**Trecho selecionado:**

Apesar de confirmar que participou dos atos do dia 8 de janeiro e que chegou a fazer fotos na rampa do Congresso Nacional, Luis Marcos dos Reis disse que se arrependeu do ato “impensável”.

— Esse realmente foi um ato impensável, mas eu subi, tirei foto. As fotos estão no meu celular com a Polícia Federal. Realmente, foi um momento impensável. Se a senhora me perguntar se eu me arrependi, arrependi, mas não tinha ninguém ali embaixo falando: "Não pode subir". Eu não pensei na hora; estava ali e subi. Isso era por volta de 17h, 17h15, já tinha tudo sob o controle da Secretaria de Segurança Pública do DF.

Mas os governistas desconfiaram do arrependimento do depoente. Eles apresentaram mensagens trocadas pelo ex-assessor com Mauro Cid  e outras pessoas, indicando, segundo os parlamentares, manifestações de comemoração.

— O senhor participou dos atos golpistas, subiu rampa, fez vídeo e achou o máximo, achou bonito. Ainda xingou os ministros do Supremo — acrescentou a deputada Jandira Feghali (PCdoB-RJ).

Cartão de crédito

Os governistas perguntaram ao ex-assessor se ele conhecia Rosimary Cardoso Cordeiro, identificada como amiga de Michelle Bolsonaro e apontada como responsável por alguns depósitos na conta do sargento. Ele disse desconhecer.

**Enunciado 1:** Como fica em inglês esta frase do trecho sobre o depoimento do ex-assessor: "Mas os governistas desconfiaram do arrependimento do depoente."?
**Enunciado 2:** Reproduza sem alterações os registros, começando no início deles e terminando na linha que contém "box: [56, 198, 63, 211]", incluindo essa linha.
Os registros não têm nenhuma relação com o trecho.

**Materiais do exercício:**
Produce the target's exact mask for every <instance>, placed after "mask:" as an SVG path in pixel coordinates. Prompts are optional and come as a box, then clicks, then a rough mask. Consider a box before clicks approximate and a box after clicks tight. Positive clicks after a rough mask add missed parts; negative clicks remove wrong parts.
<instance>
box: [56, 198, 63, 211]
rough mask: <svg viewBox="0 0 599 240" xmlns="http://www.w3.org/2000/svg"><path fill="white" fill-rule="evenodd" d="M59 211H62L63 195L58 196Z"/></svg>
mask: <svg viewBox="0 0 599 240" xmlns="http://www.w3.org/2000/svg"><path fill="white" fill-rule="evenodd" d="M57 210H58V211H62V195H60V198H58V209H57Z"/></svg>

**Resposta 1:** But the pro-government lawmakers doubted the witness's remorse.

**Resposta 2:**
Produce the target's exact mask for every <instance>, placed after "mask:" as an SVG path in pixel coordinates. Prompts are optional and come as a box, then clicks, then a rough mask. Consider a box before clicks approximate and a box after clicks tight. Positive clicks after a rough mask add missed parts; negative clicks remove wrong parts.
<instance>
box: [56, 198, 63, 211]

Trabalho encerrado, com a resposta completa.